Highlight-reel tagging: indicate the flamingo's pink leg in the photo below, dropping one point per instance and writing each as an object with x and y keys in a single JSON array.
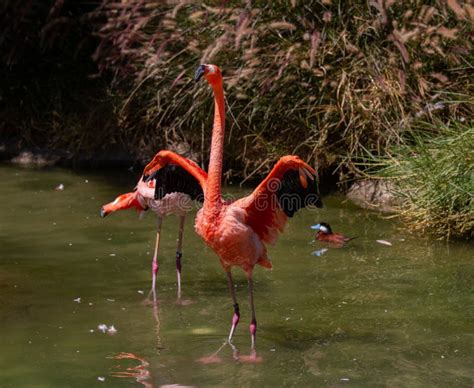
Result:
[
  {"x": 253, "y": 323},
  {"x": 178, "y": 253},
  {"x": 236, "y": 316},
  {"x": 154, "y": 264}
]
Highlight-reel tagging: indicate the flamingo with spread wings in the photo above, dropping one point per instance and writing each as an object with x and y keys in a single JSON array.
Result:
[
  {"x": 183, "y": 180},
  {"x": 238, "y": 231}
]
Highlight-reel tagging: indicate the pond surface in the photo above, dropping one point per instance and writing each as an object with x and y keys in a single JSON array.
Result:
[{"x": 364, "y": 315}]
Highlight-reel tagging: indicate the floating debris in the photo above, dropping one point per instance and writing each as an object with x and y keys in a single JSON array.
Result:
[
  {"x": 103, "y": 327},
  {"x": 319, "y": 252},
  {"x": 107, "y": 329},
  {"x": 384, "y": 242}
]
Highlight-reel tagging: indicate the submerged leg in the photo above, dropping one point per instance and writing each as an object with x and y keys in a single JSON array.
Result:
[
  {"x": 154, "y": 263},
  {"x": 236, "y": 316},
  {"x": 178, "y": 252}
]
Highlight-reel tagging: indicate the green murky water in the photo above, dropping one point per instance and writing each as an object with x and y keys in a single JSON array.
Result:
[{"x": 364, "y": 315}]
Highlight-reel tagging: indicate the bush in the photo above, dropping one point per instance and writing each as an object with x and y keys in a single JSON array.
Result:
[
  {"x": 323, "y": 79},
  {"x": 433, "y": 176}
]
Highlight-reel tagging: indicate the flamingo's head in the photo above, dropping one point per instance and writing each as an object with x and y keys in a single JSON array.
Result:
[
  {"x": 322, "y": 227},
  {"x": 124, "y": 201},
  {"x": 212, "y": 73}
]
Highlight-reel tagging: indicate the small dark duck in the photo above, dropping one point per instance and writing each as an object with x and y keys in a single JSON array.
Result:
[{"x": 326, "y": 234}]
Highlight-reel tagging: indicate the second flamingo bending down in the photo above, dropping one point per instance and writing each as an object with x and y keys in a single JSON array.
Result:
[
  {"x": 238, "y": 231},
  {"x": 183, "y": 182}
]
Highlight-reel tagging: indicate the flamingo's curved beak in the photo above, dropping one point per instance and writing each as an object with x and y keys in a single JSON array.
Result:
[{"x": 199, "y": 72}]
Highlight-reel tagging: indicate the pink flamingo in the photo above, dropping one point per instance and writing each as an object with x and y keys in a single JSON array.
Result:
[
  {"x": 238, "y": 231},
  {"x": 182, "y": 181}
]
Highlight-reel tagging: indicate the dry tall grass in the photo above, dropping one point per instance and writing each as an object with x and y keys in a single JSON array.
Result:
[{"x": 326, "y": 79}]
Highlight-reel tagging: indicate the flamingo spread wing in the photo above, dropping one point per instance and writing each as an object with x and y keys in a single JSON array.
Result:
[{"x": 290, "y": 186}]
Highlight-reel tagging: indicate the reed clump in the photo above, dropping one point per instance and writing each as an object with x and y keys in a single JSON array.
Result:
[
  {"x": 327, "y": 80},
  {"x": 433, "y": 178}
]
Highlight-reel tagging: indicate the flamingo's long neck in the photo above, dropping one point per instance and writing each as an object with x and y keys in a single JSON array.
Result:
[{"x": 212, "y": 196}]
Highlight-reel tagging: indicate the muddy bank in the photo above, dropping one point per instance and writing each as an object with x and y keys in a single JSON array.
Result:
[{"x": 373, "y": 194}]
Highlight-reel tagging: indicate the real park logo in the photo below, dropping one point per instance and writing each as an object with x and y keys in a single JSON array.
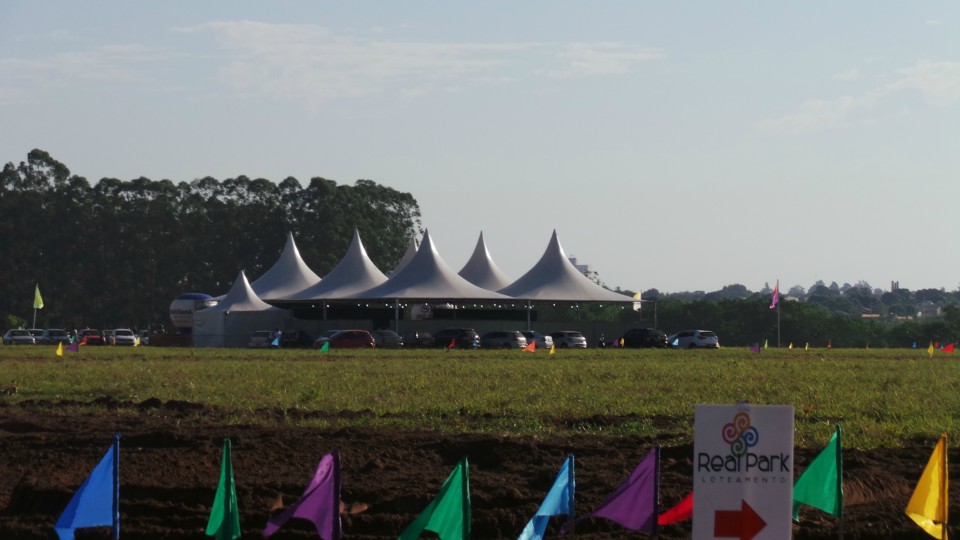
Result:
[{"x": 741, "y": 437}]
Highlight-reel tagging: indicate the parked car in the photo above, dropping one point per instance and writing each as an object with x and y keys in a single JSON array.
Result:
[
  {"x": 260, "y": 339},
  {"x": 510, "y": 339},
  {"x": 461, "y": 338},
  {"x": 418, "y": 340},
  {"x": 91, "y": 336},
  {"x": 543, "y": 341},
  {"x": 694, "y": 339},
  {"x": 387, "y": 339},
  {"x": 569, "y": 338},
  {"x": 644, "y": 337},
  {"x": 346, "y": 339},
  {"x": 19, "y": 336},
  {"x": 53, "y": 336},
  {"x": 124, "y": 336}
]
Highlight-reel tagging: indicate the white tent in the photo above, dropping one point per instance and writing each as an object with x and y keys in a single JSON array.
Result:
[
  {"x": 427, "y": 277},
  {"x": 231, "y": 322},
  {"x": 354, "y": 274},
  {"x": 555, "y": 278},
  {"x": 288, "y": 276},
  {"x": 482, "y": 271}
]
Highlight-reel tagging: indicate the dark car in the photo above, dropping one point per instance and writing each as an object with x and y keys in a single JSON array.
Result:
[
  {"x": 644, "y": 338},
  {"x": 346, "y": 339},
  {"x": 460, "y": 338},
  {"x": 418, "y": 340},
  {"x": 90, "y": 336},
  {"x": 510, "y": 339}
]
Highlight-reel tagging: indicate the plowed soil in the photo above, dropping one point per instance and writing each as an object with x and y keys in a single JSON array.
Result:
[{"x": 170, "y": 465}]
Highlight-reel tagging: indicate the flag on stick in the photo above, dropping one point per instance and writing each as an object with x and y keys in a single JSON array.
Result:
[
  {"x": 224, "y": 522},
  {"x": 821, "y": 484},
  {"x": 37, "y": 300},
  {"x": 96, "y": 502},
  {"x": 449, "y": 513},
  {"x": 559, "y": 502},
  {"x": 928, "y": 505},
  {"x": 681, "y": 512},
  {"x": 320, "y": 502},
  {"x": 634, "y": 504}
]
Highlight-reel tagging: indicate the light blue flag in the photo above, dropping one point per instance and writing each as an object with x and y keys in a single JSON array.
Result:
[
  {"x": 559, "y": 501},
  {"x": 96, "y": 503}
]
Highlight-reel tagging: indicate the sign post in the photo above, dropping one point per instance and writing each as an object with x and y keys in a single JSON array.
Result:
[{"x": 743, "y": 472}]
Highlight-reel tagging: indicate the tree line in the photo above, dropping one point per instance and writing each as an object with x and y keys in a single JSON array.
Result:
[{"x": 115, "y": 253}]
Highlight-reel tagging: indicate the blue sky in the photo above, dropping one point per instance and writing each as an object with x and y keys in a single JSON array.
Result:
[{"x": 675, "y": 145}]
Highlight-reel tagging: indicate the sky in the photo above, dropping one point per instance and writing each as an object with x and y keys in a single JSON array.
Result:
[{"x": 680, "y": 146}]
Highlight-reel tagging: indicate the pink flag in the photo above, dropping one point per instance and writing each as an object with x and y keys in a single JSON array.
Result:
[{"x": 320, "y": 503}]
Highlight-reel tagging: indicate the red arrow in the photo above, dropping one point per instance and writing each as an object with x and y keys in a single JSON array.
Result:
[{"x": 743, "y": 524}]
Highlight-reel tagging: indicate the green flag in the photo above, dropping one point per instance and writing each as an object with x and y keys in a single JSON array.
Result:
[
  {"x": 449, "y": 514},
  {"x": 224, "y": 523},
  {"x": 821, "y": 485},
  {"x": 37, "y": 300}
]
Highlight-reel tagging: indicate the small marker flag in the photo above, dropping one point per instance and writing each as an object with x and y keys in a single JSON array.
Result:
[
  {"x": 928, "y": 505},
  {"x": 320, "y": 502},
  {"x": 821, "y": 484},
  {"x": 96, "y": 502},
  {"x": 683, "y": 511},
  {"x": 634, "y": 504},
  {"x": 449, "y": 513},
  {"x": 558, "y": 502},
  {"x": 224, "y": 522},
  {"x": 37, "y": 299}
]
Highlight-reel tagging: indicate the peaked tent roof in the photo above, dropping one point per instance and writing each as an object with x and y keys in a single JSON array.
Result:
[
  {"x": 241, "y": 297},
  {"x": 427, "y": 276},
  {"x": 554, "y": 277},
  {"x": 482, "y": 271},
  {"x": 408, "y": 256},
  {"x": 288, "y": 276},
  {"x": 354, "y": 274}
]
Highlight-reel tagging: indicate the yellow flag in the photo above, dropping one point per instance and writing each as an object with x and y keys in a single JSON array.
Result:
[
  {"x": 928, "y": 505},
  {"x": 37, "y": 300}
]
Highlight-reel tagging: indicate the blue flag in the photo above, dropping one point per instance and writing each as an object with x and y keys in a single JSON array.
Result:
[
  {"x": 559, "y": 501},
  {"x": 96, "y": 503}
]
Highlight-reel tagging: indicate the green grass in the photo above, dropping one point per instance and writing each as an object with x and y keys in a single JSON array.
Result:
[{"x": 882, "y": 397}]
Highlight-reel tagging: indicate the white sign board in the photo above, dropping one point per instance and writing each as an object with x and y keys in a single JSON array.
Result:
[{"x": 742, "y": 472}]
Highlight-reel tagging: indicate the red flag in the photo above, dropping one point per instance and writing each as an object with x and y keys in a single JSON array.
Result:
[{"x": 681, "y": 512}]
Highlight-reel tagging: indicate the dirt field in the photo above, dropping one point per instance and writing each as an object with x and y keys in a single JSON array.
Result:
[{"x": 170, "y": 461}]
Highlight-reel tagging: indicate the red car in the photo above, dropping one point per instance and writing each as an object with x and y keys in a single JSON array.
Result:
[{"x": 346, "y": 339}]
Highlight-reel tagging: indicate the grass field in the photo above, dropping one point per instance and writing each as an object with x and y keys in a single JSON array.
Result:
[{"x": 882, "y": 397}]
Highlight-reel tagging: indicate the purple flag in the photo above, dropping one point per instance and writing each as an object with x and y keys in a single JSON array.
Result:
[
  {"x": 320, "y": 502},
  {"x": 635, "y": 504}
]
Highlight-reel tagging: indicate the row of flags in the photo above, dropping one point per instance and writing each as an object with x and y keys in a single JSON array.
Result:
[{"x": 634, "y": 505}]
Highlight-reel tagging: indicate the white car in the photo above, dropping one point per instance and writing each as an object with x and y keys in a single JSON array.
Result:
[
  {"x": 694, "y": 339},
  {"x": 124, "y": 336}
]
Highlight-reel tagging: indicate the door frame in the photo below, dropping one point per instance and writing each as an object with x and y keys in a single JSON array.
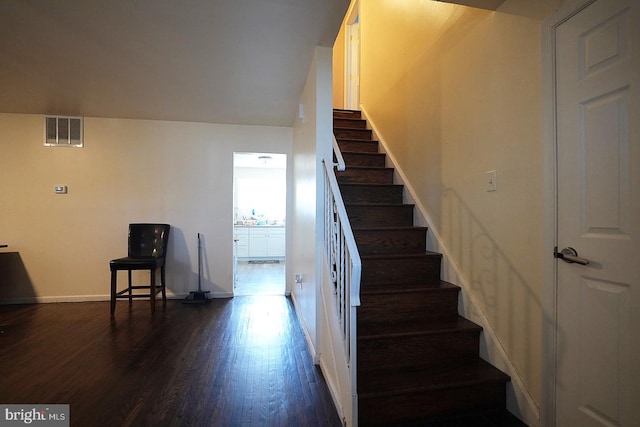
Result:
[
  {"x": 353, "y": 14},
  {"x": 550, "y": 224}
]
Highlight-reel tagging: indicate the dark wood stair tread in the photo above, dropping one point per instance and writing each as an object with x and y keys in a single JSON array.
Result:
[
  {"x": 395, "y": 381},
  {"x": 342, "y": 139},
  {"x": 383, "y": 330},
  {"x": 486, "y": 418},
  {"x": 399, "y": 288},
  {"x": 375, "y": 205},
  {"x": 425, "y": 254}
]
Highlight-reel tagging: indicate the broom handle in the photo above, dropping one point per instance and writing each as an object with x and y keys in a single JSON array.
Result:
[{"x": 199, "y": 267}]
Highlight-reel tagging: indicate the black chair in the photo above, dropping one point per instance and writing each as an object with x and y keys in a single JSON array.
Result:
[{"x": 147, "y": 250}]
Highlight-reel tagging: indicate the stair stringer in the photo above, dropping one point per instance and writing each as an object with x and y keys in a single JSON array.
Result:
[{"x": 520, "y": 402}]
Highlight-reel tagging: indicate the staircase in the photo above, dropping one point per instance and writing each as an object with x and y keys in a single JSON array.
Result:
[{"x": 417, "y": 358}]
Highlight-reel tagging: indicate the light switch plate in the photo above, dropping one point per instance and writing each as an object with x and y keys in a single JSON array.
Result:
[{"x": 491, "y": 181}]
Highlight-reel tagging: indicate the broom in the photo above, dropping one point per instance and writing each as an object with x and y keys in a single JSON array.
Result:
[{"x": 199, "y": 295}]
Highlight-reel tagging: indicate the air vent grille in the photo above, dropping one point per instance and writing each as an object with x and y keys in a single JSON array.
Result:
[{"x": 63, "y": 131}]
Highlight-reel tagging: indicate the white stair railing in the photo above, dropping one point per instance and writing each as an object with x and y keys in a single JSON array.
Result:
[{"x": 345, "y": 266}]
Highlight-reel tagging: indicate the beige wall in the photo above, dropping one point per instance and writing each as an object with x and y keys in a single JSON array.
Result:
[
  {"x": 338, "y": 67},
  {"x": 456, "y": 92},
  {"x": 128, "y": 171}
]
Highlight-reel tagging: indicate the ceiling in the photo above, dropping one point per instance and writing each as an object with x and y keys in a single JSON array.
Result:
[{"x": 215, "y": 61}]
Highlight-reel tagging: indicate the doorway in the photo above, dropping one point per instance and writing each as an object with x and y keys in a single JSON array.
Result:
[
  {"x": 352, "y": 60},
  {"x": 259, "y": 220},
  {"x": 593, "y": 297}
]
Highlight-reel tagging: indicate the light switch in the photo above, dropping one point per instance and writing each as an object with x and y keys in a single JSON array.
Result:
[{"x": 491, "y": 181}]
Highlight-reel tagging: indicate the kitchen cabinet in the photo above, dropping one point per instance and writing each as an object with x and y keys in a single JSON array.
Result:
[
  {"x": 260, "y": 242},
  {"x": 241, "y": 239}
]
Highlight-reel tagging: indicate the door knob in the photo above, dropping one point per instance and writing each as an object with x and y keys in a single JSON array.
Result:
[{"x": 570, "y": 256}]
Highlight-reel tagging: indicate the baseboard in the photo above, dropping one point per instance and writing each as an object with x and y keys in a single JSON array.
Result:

_ _ _ _ _

* **Problem description**: Copy out precisely those lines which run from the one containing "Highlight-reel tagging: indicate the door knob" to the end of the material.

* **Your solution**:
Highlight-reel tagging: indicate the door knob in the photo above, dropping one point per instance and writing each as an object with x and y keys in a single JSON array.
Result:
[{"x": 570, "y": 256}]
Highlight-reel tagging: indicate the baseboard in the photo above, dropping one point per instance and writing each as an object with x and y keys in a single JSON array.
Result:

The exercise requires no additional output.